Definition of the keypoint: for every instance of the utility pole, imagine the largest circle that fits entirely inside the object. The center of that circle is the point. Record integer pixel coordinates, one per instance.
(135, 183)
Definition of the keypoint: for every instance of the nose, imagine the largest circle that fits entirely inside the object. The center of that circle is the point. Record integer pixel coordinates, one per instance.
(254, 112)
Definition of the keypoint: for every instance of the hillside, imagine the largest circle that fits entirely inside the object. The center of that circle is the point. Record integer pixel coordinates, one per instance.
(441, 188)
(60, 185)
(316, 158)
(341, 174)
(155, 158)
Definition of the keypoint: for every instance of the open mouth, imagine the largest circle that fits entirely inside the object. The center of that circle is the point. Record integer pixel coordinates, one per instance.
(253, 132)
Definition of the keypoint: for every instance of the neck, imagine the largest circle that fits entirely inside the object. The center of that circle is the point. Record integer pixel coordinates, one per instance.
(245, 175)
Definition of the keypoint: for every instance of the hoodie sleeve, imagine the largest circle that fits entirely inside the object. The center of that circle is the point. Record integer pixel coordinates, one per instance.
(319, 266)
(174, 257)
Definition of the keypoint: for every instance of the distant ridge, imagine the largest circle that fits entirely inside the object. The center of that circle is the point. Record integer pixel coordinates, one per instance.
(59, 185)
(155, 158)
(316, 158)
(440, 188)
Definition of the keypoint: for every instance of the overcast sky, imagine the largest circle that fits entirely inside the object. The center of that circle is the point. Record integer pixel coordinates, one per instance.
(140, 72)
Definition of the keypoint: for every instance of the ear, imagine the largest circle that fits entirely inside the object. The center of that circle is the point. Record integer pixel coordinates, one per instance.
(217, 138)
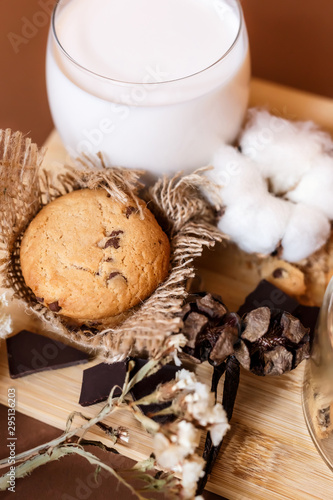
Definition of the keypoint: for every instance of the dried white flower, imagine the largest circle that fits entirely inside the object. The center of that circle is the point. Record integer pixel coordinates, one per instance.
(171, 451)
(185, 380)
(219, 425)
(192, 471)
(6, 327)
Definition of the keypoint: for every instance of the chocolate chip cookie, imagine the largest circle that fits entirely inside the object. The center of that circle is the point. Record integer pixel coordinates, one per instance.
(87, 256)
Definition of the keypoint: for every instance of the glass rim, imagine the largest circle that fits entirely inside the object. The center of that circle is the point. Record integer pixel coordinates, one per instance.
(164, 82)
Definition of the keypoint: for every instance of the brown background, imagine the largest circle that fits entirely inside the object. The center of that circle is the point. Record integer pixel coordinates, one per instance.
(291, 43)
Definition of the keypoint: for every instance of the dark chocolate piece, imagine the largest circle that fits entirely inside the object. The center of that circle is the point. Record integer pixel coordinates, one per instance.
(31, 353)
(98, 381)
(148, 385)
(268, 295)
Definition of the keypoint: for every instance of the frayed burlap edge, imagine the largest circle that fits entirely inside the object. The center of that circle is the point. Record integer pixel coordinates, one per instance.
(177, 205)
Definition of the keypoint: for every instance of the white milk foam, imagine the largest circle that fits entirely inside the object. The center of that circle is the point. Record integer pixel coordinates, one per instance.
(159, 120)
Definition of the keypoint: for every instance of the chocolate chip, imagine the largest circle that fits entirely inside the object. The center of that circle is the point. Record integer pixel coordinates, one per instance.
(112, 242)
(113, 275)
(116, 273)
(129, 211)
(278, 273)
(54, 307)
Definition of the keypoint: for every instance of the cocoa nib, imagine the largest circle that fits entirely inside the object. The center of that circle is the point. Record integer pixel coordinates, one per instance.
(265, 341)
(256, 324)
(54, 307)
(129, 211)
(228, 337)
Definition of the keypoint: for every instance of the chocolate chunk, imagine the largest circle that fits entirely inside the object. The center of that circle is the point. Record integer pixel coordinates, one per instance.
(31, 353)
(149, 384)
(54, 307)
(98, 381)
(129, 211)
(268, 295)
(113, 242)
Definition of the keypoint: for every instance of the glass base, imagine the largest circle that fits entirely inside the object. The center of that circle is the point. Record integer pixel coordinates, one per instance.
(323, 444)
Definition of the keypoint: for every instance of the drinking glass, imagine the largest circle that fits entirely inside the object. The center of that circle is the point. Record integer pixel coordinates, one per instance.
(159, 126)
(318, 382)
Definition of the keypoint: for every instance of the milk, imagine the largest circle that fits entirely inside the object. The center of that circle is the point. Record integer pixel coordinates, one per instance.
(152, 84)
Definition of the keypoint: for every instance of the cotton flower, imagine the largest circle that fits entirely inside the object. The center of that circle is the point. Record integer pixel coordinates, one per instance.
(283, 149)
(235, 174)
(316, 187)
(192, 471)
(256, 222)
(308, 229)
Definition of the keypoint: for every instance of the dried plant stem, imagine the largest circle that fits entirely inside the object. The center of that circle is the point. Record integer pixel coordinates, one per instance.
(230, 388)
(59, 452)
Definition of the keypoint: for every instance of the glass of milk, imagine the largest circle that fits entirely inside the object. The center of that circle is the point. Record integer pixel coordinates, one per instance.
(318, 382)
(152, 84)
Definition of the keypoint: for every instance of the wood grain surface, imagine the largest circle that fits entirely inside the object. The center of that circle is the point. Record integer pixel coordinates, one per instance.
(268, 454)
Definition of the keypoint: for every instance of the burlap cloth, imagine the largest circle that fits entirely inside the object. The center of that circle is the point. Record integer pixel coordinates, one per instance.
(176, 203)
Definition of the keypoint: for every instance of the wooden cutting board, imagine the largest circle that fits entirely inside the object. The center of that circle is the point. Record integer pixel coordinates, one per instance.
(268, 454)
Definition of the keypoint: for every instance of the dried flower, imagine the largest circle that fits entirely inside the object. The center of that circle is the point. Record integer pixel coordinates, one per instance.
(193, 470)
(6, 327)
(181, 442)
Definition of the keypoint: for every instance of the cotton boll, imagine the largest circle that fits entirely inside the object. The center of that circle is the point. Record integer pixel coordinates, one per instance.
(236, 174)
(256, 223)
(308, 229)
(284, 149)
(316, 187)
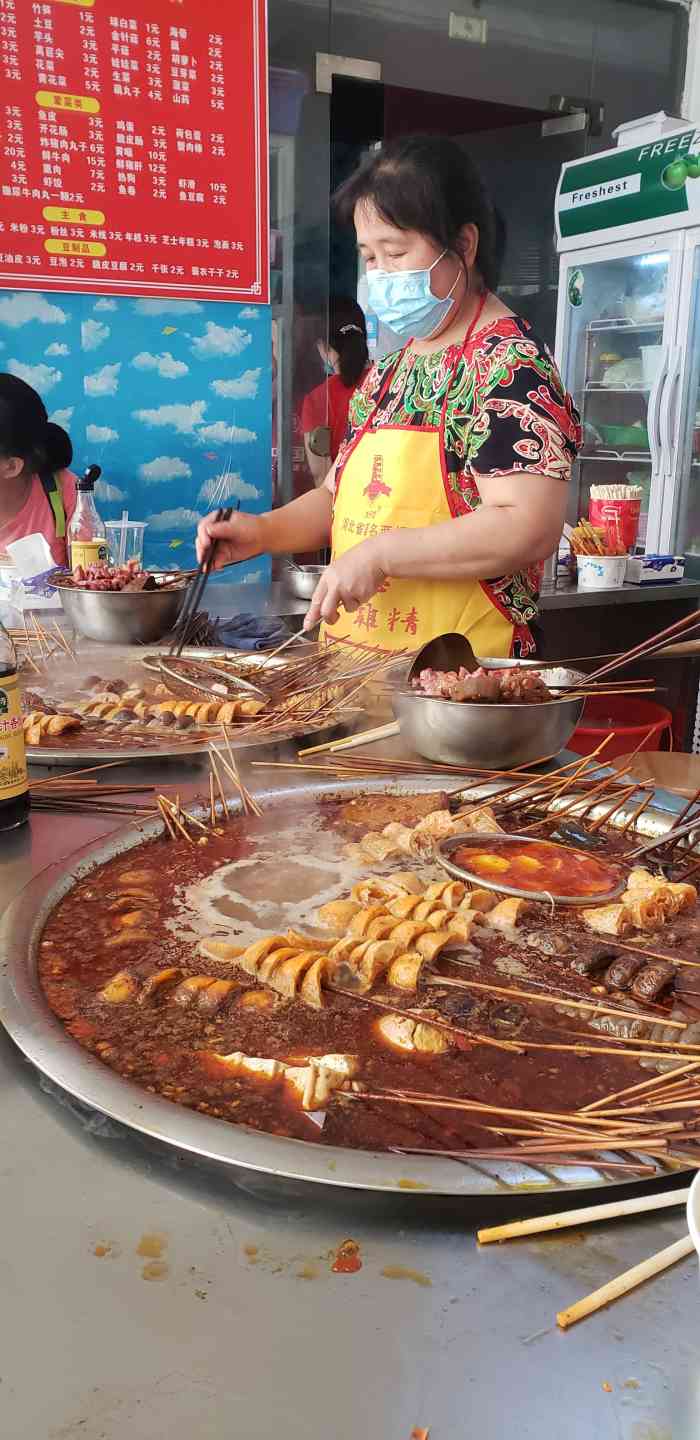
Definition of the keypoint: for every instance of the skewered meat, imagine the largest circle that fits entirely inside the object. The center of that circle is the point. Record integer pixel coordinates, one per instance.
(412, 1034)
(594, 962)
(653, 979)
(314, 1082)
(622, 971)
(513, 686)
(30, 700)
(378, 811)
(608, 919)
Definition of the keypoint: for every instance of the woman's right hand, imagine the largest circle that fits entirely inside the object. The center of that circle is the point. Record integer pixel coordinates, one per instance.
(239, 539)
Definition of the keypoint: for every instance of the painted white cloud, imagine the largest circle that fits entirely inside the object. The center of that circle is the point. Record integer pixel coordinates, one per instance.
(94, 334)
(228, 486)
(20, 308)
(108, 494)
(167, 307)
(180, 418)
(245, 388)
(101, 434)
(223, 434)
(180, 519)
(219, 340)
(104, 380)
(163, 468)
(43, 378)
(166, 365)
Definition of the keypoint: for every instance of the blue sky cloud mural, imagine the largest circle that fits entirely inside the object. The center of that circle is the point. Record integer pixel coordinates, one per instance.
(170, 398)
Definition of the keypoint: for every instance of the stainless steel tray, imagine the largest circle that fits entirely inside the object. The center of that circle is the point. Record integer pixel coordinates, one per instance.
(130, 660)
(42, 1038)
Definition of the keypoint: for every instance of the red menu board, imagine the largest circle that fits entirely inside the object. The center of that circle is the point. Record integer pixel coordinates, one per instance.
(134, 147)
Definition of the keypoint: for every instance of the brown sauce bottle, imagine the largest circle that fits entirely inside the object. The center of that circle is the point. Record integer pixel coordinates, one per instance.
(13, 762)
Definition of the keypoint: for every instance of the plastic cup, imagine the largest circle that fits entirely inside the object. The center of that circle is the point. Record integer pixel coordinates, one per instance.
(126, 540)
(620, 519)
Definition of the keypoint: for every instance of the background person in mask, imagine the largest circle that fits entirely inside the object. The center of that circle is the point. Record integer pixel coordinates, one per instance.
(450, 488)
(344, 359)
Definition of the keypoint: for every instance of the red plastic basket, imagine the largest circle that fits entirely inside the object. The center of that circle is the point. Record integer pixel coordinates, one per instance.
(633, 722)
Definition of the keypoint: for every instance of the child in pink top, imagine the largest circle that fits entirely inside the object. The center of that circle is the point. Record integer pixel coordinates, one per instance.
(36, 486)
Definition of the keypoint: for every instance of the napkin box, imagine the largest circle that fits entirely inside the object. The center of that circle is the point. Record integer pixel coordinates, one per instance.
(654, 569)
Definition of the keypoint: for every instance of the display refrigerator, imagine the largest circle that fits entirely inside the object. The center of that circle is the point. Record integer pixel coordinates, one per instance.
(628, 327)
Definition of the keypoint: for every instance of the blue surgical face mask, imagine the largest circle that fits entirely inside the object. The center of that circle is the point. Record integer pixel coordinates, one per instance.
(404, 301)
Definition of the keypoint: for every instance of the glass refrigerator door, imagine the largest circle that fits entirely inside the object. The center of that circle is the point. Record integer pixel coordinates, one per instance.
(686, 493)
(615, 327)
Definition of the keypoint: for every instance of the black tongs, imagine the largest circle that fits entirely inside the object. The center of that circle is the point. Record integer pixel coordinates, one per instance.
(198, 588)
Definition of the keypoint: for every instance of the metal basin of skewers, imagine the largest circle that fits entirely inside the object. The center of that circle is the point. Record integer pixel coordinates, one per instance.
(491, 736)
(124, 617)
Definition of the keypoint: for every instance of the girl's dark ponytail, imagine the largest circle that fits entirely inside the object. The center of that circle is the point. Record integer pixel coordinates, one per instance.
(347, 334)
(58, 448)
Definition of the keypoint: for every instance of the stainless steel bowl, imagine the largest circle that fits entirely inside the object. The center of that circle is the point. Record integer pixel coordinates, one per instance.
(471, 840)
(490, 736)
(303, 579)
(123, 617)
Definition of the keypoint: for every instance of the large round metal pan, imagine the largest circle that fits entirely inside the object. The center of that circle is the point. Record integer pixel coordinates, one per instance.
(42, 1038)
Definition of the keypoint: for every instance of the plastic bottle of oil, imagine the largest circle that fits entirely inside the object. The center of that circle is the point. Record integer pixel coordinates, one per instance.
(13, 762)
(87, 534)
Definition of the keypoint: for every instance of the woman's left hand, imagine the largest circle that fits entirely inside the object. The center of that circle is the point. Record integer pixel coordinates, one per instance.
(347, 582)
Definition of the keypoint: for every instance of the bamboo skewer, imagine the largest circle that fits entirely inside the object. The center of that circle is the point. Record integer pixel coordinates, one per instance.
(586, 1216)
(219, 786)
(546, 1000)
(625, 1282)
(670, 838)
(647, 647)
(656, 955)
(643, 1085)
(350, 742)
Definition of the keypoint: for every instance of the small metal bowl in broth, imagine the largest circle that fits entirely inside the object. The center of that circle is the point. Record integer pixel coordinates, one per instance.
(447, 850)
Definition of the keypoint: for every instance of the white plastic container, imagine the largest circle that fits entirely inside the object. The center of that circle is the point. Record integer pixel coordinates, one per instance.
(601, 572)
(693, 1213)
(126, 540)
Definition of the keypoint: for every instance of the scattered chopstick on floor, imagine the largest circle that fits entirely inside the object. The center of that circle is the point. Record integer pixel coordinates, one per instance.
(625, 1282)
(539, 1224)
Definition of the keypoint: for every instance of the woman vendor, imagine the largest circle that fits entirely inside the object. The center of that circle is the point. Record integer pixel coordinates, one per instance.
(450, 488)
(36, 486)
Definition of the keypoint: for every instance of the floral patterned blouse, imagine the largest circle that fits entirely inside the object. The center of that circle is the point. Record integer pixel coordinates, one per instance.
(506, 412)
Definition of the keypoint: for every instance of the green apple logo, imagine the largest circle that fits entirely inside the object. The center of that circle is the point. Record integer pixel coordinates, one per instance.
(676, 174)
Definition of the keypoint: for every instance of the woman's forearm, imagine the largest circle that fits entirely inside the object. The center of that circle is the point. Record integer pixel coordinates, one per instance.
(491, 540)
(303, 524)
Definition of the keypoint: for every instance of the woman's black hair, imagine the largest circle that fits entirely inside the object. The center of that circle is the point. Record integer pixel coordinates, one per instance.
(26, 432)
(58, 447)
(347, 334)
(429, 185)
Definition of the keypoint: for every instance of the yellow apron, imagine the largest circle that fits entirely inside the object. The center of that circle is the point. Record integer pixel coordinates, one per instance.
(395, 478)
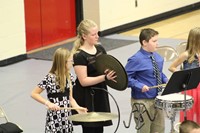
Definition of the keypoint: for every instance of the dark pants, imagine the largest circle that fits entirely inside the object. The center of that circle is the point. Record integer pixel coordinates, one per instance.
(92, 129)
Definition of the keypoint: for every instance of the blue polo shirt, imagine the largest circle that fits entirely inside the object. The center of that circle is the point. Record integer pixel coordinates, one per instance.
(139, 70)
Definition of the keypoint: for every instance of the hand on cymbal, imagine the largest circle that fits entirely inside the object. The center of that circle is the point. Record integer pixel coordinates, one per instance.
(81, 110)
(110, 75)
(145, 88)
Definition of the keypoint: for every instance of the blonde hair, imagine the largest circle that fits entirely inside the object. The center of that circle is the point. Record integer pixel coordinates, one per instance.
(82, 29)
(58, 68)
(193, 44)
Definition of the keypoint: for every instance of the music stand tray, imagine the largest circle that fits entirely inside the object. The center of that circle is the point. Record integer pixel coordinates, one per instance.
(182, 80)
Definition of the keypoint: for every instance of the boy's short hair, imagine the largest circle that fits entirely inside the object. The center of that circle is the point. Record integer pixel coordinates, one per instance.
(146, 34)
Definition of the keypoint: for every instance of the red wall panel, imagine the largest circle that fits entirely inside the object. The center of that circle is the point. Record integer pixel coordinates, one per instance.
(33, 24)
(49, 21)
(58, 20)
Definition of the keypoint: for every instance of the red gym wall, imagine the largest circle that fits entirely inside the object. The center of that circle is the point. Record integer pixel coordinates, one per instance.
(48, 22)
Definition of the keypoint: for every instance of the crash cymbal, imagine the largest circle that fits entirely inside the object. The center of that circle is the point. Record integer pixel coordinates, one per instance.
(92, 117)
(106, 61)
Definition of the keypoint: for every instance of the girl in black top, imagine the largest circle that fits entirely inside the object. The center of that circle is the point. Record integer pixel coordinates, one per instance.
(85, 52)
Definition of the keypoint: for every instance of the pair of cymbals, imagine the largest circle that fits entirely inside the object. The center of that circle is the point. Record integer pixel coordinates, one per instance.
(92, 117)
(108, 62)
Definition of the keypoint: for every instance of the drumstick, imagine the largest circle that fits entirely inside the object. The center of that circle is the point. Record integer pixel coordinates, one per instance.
======
Stated problem
Could you copy out, word for word, the lines of the material starting at the line that contains "Definition of the keypoint: for every instance of the crash" and ending at the last line of the material?

Result for this exercise
Definition of the keypoint: for every instance of the crash cymbal, imagine the largest circle that fits entirely inside the object. The center of that circle is the point. Record integer pixel coordinates, one per instance.
(92, 117)
(106, 61)
Definition of the keypoint: for every instance of the girl in black top, imagine the largest circle that fits entirely inside the object. The center of that circle is the point. Record integer pixel coordinates, one per instance.
(85, 52)
Definition of the keypoint: for every instance of the pair of cymbals, imagine the largest circle that fits entirely inside the object. The center of that circle is the point. Record integer pixel coordinates, one per instance.
(92, 117)
(108, 62)
Definition of the keypoint: for every instance of the drumstick, imagine the largest circle that fits entirely inside the object. The center of that circle is the point. Record integer pixel coordinates, one per instance.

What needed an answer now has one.